___ RECORD EXTRACTS

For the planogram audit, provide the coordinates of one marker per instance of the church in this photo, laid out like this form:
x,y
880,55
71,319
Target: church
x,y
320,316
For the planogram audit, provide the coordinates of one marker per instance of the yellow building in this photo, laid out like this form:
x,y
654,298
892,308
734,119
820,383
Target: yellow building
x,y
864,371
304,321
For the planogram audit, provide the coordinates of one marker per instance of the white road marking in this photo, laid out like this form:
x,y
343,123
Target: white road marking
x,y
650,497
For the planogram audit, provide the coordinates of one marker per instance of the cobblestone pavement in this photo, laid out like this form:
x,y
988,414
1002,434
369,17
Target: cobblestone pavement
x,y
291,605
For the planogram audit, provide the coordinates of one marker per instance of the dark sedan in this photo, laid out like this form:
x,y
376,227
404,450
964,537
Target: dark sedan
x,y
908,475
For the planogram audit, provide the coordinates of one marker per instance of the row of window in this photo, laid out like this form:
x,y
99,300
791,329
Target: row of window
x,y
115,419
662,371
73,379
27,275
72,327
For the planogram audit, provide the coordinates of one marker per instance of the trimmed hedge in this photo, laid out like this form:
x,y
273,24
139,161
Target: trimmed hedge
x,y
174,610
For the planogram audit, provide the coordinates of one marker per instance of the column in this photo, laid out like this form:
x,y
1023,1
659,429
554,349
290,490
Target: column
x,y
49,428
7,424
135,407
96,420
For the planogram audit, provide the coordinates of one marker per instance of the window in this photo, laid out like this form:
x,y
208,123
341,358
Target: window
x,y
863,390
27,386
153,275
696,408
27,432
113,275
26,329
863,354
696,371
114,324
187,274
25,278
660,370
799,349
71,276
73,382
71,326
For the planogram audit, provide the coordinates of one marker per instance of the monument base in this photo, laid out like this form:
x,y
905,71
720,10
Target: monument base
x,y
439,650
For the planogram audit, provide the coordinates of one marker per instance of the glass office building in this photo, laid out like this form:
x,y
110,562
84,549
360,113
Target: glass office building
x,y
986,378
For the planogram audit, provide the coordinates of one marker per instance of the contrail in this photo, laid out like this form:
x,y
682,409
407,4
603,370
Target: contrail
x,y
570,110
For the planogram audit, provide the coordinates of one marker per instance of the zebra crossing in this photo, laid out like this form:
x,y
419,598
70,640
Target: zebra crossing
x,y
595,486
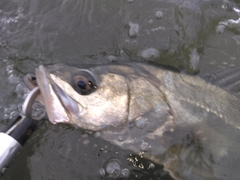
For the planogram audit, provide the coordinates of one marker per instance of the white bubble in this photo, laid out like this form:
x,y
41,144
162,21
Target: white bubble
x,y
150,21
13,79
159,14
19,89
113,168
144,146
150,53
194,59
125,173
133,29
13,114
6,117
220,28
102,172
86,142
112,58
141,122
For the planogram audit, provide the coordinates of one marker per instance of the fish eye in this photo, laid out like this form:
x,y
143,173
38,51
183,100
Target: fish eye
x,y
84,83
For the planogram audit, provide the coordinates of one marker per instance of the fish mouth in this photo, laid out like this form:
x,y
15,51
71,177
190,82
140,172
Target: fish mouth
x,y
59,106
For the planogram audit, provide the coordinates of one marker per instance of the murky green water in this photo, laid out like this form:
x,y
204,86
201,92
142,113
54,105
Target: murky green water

______
___ RECORD EXTRACTS

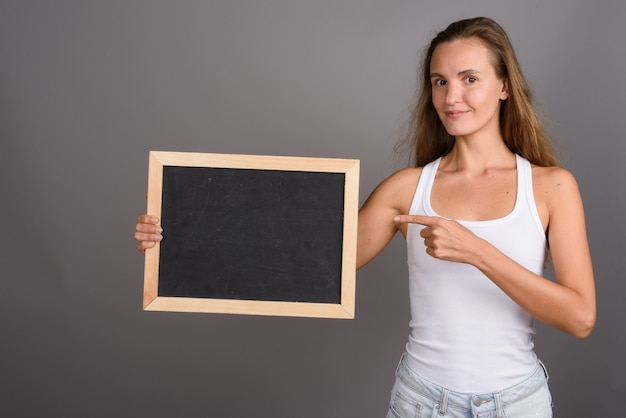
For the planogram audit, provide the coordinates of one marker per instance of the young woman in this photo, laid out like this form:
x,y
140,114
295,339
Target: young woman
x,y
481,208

______

▶ _ABOUT THIS EXERCISE_:
Wherever a line in the entries holds "green", copy that line.

▶ _RESPONSE TO THIS EXERCISE_:
For the planogram audit, provide the coordinates of one marker per instance of the murky green water in this photo, laid out like this form:
Target: murky green water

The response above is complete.